■ Extracted text:
•••••
Directory Title

The University of Edinburgh's WMT19 systems

This directory contains the GU-EN and EN-GU NMT models built for the WMT19 shared news translation task.

Name	Last modified	Size

Parent Directory		-
en-gu/	2019-06-26 10:09	-
gu-en/	2019-06-26 10:10	-
preproc_models/	2019-06-25 09:52	-
scripts/	2019-10-15 15:01	-
zh-en/	2020-04-23 22:48	-

Requirements

The models use the following software:

moses decoder (scripts only; no compilation required) https://github.com/moses-smt/mosesdecoder
fastBPE https://github.com/glample/fastBPE.git
marian https://github.com/marian-nmt/marian
XLM (for gu-en and en-gu training of backtranslation models only)
IndicNLP library (for Gujarati pre- and post-processing) https://github.com/anoopkunchukuttan/indic_nlp_library.git

EN-GU and GU-EN models

The models for each language direction are found in the corresponding folders (e.g. en-gu/). Each folder also contains a script to run and train models.

Please note - due to a preprocessing error fixed after the shared task, these models are retrained versions of the ones described in our paper (see citation below). Consequently, the results of these new models are higher than our official results in the task. New BLEU scores (calculated using cased SacreBLEU) are as follows:

Dataset	en-gu		gu-en
Dataset	Single	Ensemble	Single	Ensemble
newsdev2019	16.4	17.3	27.6	28.6
newstest2019	15.3	16.3	21.1	22.3

All translations are produced with a beam size of 6 and ensembles are unweighted. See translation scripts for more details.
•••••
■ Set problem 1: Copy the part of the WMT19 systems page from "moses decoder (scripts" up to and including "and train models.", word for word.
■ Set problem 2: Pick up the WMT19 systems page after its last sentence and keep writing it.

[Location identification entries]
•••••
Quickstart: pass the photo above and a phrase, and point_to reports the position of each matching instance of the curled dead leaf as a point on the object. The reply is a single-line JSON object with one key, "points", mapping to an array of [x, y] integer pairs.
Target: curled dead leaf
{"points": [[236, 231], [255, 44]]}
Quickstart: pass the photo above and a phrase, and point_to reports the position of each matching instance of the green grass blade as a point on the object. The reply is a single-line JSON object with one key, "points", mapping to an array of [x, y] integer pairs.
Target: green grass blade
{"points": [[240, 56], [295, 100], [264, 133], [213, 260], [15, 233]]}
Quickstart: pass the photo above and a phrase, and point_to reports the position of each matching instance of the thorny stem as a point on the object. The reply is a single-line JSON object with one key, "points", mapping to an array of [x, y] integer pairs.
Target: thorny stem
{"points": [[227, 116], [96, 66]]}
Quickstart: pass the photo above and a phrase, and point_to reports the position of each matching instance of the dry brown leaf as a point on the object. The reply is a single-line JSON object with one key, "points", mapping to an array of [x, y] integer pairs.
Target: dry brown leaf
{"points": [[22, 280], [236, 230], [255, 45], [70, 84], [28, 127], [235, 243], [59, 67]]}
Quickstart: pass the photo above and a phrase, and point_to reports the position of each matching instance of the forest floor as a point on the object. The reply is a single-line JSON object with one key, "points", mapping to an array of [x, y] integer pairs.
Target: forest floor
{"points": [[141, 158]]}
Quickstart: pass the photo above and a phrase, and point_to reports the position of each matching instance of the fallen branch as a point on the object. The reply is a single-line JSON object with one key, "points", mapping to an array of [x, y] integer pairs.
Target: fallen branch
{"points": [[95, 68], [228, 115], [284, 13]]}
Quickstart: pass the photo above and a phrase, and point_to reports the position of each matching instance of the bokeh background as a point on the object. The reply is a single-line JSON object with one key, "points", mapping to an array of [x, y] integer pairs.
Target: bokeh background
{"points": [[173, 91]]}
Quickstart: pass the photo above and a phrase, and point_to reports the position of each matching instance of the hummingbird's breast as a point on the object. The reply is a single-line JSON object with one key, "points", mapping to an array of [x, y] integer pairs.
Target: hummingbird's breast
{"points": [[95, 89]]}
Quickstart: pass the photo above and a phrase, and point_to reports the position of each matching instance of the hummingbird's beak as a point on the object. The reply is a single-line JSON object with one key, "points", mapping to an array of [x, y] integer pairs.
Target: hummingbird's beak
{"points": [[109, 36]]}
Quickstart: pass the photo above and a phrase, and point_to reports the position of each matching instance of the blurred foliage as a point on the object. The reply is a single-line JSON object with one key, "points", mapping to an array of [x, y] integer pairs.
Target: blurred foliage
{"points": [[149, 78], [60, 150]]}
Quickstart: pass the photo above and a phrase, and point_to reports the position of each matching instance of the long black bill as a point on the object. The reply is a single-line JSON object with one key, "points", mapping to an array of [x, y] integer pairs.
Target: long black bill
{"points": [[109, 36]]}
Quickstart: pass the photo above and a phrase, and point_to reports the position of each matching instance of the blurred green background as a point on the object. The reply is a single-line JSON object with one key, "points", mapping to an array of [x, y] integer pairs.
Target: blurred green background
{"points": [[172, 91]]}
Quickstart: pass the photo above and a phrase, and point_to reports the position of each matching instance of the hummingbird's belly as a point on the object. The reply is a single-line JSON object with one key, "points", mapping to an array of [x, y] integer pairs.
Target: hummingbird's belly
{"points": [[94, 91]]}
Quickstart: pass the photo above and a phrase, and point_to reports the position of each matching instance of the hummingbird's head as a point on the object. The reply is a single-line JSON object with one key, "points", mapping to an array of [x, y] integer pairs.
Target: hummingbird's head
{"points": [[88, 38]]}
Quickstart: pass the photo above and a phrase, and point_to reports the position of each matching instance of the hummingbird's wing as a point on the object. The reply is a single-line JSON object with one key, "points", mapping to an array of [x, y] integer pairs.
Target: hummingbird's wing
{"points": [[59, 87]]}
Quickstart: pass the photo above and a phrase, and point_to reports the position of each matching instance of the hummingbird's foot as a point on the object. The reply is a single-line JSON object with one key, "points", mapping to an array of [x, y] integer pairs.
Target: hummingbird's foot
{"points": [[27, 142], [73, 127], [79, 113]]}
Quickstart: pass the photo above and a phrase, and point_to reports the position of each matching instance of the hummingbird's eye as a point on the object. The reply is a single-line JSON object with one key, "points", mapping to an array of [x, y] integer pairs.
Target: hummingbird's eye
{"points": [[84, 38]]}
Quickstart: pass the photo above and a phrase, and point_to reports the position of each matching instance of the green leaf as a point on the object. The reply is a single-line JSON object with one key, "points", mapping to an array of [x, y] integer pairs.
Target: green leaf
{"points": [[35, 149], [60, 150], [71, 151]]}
•••••
■ Final result 1:
moses decoder (scripts only; no compilation required) https://github.com/moses-smt/mosesdecoder
fastBPE https://github.com/glample/fastBPE.git
marian https://github.com/marian-nmt/marian
XLM (for gu-en and en-gu training of backtranslation models only)
IndicNLP library (for Gujarati pre- and post-processing) https://github.com/anoopkunchukuttan/indic_nlp_library.git

EN-GU and GU-EN models

The models for each language direction are found in the corresponding folders (e.g. en-gu/). Each folder also contains a script to run and train models.

■ Final result 2:
Data preprocessing and postprocessing

Data preprocessing and postprocessing are specific to the language pair. Preprocessing models (e.g. truecasing and BPE models) are found in preproc_models. Paths to preprocessing tools are specified in scripts/vars. Please changes these to your own installation paths.

preprocessing: scripts/preprocess-{en,gu}.sh INPUT OUTPUT
postprocessing: scripts/postprocess-{en,gu}.sh INPUT OUTPUT

Translating

Translate with the best single model: bash {en-gu,gu-en}/translate-single.sh INPUT GPU(S) > OUTPUT
Translate with an ensemble of 4 models: bash {en-gu,gu-en}/translate-ensemble.sh INPUT GPU(S) > OUTPUT

N.B the input should be preprocessed as specified above and the output should be manually postprocessed once translated.

Training

Training scripts are found in each folder en-gu/ and gu-en/

There are 2 training steps:

Training on all data (genuine parallel, backtranslated monolingual, translated Hindi-English): bash {en-gu,gu-en}/train.sh
Fine-training on genuine parallel data: bash {en-gu,gu-en}/fine-train.sh

The seed variable indicates the model number and should be changed to train new models.

License

The use of the models provided in this directory is permitted under the Creative Commons Attribution-NonCommercial-ShareAlike 3.0 Unported license (CC BY-NC-SA 3.0): https://creativecommons.org/licenses/by-nc-sa/3.0/

Attribution - You must give appropriate credit [please use the citation below], provide a link to the license, and indicate if changes were made. You may do so in any reasonable manner, but not in any way that suggests the licensor endorses you or your use.

NonCommercial - You may not use the material for commercial purposes.

ShareAlike - If you remix, transform, or build upon the material, you must distribute your contributions under the same license as the original.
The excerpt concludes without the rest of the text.